### [Aim of the exercise]
Can you transcribe every record below exactly as it appears?

### [Record extracts]
______________________________

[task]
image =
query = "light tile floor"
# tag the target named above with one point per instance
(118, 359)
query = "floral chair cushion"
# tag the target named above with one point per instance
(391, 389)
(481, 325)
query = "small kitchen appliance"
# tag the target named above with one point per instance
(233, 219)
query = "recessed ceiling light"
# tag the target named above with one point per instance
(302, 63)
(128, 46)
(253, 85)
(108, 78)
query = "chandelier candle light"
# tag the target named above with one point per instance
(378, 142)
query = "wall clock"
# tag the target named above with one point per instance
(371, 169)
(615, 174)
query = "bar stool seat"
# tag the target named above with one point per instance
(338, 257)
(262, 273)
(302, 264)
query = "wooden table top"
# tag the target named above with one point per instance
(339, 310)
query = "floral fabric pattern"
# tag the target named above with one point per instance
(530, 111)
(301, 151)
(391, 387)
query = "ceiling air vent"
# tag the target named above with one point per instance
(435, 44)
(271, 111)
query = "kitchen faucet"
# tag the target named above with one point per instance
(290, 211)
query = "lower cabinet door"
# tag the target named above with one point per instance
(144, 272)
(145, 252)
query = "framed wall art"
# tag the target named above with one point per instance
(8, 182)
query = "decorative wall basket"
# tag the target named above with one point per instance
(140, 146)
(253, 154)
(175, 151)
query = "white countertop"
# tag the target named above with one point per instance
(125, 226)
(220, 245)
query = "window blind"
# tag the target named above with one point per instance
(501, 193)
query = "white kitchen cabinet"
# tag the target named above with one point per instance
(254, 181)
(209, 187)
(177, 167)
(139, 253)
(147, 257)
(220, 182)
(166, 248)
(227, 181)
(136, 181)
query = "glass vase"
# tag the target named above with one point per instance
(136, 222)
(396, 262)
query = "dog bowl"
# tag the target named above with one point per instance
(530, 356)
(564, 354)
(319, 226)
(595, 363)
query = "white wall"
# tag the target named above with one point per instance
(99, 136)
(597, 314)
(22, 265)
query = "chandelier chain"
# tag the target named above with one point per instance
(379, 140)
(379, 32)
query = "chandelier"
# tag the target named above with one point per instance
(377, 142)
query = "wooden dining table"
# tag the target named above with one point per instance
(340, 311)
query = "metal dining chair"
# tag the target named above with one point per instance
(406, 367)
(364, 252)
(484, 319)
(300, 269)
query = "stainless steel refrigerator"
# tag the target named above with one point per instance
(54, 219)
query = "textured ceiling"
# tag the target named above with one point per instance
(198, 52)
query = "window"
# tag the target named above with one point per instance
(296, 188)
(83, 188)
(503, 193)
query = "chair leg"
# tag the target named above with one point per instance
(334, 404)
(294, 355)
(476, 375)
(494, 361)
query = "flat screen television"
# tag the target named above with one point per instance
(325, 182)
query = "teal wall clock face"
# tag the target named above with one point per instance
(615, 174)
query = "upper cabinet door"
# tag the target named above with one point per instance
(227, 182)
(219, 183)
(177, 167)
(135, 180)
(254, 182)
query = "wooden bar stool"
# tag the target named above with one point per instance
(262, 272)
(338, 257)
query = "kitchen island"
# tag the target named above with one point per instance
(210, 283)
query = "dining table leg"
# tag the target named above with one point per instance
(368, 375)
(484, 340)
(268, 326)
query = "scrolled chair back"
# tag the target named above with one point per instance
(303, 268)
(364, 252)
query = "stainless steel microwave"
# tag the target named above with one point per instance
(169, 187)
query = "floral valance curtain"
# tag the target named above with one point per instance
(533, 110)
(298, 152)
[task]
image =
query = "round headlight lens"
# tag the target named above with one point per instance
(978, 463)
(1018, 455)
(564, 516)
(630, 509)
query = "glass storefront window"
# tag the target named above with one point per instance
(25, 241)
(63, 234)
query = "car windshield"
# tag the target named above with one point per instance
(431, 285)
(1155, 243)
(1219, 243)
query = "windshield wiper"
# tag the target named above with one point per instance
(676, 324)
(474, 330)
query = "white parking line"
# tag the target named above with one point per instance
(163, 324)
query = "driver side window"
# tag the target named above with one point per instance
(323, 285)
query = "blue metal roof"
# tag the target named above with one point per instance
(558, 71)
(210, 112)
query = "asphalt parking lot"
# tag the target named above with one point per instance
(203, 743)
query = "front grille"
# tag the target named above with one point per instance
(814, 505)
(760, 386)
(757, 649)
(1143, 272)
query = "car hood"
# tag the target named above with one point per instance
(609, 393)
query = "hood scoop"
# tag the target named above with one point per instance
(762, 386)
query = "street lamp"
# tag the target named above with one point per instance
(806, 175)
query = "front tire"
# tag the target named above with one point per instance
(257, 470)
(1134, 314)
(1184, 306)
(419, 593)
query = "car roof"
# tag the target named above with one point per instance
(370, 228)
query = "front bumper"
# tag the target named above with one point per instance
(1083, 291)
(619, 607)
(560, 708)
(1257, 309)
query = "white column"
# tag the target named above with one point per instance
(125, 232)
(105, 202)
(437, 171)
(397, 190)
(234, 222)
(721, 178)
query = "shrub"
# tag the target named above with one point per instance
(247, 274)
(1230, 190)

______________________________

### [Task solution]
[task]
image =
query = "light tile floor"
# tag the target named above with one point per instance
(118, 359)
query = "floral chair cushion"
# tag the target named above with one point per instance
(391, 389)
(481, 325)
query = "small kitchen appliance"
# tag the target named above with one point per instance
(233, 219)
query = "recessed ceiling light"
# tag the target named above with one point per instance
(302, 63)
(128, 46)
(253, 85)
(108, 78)
query = "chandelier candle light"
# tag the target named above with one point per instance
(378, 142)
query = "wall clock"
# tag the target named above with one point per instance
(371, 169)
(615, 174)
query = "bar stool seat"
# tag the target named above with one point per instance
(338, 257)
(262, 273)
(302, 264)
query = "wooden table top"
# tag the target named above with one point per instance
(339, 310)
query = "floral fabric pattern"
# tag the target named above with one point per instance
(530, 111)
(301, 151)
(391, 387)
query = "ceiling air vent"
# tag the target named above with one point per instance
(435, 44)
(271, 111)
query = "kitchen faucet"
# tag the target named above with one point per instance
(290, 211)
query = "lower cabinet door"
# tag the target named above with one point per instance
(144, 272)
(145, 252)
query = "framed wall art"
# tag the target named above with one point per instance
(8, 182)
query = "decorative wall basket"
# tag the target named above with one point per instance
(140, 146)
(253, 154)
(175, 151)
query = "white countertop"
# tag the target named above with one point per instance
(125, 226)
(220, 245)
query = "window blind"
# tag the target named above with one point per instance
(501, 193)
query = "white kitchen cabinet"
# tag the target named above with one point per instance
(254, 181)
(209, 187)
(177, 167)
(139, 253)
(147, 257)
(220, 182)
(166, 248)
(227, 181)
(136, 181)
query = "glass vase"
# tag the target named above with one point per instance
(136, 222)
(396, 262)
query = "dog bowl"
# tag the target named above with one point per instance
(530, 356)
(564, 354)
(319, 226)
(595, 363)
query = "white wall"
# tag the target named above with one point per instance
(99, 136)
(597, 314)
(22, 265)
query = "chandelier chain"
# tag the target named above with one point per instance
(379, 140)
(379, 32)
query = "chandelier"
# tag the target named above with one point per instance
(377, 142)
query = "wooden dining table"
# tag the target named above with one point per instance
(340, 311)
query = "metal dining chair"
# tag the target named above with one point per instance
(406, 367)
(364, 252)
(484, 319)
(300, 269)
query = "stainless steel refrigerator"
# tag the target named above with one point per instance
(54, 219)
query = "textured ceiling"
# tag the target named above with one point per instance
(198, 52)
query = "window"
# tag the target named above with one point per instance
(296, 188)
(83, 188)
(503, 193)
query = "chair leg"
# tag the target named above with one point per instance
(334, 404)
(294, 355)
(476, 375)
(494, 361)
query = "flat screen television"
# tag the target named above with one point per instance
(325, 182)
query = "teal wall clock face"
# tag the target named above with one point per instance
(615, 174)
query = "upper cabinet door"
# tag the target named above with one point per instance
(227, 182)
(219, 183)
(177, 167)
(135, 180)
(254, 182)
query = "wooden bar stool"
# tag the target named above with one point per instance
(262, 272)
(338, 257)
query = "kitchen island"
# tag the target named above with one point per instance
(210, 283)
query = "dining table leg"
# tag the target named above with one point per instance
(368, 375)
(484, 340)
(268, 326)
query = "scrolled chair back"
# tag the target named above with one point per instance
(303, 268)
(364, 252)
query = "stainless steel microwave"
# tag the target named above with one point per instance
(169, 187)
query = "floral valance curtain"
# tag the target named above with one point per instance
(533, 110)
(298, 152)
[task]
image =
query = "round headlight lens"
# tag the target named above with one point per instance
(978, 463)
(1018, 455)
(564, 516)
(630, 509)
query = "glass storefront window"
# tag the target named above with one point per instance
(25, 241)
(63, 234)
query = "car windshield"
# tag the target named above with one point per instance
(431, 285)
(1155, 243)
(1219, 243)
query = "windshield wiper"
# tag the target named above with one point per instance
(676, 324)
(474, 330)
query = "white parking line"
# tag the target named above with one point per instance
(163, 324)
query = "driver side window"
# tag the target named above with one point per instance
(323, 285)
query = "blue metal roof"
# tag the target named above with one point per instance
(558, 71)
(210, 112)
query = "asphalt parking lot"
# tag the target named above with one point per instance
(203, 743)
query = "front grille"
# tag the target named above with one point per instance
(814, 505)
(760, 386)
(757, 649)
(1143, 272)
query = "car hood"
# tag the target named above with one point per instance
(609, 393)
query = "hood scoop"
# tag the target named above with one point per instance
(762, 386)
query = "street lamp"
# tag the target named above with one point per instance
(806, 175)
query = "front tire"
# tag the target named above with one point per instance
(257, 470)
(1134, 314)
(1184, 306)
(419, 593)
query = "car roof"
# tag the target named above with one point per instance
(370, 228)
query = "front bumper"
# tag the target named above with one point per instance
(1083, 291)
(619, 607)
(560, 708)
(1257, 309)
query = "white column"
# tag the target named above with one point per instance
(125, 232)
(105, 202)
(437, 171)
(397, 190)
(234, 222)
(721, 178)
query = "shrub"
# tag the target named above with one point per instance
(247, 274)
(1230, 190)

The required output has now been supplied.